» **Requirement**
Copy out every line of the data that has the word "jacket" somewhere in it.

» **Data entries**
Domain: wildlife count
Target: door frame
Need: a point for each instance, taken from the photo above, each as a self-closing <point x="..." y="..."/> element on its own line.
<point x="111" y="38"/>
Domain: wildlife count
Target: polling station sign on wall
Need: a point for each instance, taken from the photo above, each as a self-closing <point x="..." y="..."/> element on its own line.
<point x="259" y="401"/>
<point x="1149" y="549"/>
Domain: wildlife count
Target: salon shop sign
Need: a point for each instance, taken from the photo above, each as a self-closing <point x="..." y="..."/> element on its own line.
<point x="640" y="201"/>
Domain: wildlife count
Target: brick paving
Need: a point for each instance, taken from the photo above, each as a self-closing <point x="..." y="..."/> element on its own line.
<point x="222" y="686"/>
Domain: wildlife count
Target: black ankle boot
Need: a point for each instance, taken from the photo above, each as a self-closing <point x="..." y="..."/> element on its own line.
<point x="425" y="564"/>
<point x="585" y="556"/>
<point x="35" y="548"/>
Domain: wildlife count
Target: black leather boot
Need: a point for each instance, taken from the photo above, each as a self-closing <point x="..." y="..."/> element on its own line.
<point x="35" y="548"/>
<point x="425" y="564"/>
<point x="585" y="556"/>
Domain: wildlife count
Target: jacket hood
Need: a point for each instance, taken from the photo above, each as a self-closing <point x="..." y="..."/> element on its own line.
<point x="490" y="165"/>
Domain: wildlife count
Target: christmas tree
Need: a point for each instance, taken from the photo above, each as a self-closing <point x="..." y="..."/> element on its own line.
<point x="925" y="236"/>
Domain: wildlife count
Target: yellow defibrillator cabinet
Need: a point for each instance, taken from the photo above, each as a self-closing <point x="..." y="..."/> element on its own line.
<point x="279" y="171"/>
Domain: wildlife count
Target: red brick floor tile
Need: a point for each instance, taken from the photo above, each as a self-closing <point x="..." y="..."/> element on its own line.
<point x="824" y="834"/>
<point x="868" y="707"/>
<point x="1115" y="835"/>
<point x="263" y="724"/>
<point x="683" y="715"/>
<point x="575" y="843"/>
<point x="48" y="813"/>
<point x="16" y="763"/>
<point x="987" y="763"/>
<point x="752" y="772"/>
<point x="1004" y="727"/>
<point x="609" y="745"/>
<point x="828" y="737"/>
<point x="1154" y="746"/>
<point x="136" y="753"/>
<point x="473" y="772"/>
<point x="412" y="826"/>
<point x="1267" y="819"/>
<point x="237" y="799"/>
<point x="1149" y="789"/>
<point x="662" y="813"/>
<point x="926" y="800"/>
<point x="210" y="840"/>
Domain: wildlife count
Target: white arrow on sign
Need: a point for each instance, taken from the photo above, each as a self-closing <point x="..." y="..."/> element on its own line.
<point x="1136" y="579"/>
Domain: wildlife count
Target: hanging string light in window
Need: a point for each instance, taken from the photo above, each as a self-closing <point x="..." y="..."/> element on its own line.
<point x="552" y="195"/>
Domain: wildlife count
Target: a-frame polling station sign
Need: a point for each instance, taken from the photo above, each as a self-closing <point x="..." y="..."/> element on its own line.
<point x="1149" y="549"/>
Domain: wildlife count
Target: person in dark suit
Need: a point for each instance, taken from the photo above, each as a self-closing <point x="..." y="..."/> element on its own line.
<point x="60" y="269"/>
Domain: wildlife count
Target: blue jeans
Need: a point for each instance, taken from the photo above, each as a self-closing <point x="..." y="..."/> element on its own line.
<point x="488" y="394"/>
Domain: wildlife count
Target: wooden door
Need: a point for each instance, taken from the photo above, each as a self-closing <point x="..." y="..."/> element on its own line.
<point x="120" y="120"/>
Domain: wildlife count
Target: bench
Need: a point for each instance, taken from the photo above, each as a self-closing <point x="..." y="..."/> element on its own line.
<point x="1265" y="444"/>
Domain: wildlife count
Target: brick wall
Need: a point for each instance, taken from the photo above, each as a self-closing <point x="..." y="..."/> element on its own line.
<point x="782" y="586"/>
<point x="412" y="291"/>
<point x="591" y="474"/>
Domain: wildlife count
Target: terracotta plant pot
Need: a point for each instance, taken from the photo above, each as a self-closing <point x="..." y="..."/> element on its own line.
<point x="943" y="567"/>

--

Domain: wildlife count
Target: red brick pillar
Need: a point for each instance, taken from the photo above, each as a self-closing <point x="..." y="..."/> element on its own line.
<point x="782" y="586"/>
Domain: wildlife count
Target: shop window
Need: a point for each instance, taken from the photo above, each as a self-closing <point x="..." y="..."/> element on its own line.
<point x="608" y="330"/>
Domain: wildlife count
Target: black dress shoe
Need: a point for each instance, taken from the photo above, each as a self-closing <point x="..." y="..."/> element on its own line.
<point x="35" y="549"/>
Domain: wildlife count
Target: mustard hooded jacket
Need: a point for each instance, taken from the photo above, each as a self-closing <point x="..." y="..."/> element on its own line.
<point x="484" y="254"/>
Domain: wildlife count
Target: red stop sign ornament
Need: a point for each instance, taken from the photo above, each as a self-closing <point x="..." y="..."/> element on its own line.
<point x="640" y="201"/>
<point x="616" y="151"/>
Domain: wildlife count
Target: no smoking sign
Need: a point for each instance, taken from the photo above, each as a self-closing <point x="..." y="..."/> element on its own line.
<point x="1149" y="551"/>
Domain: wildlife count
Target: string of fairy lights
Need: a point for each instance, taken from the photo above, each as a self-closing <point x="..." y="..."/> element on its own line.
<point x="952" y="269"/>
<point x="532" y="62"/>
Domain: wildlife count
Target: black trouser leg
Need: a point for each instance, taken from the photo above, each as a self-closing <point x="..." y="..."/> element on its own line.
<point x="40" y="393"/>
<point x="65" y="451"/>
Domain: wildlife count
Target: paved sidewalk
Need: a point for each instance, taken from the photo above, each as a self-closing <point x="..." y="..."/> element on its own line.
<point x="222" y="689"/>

» **Written answer**
Target: jacket hood
Target: mustard hooded jacket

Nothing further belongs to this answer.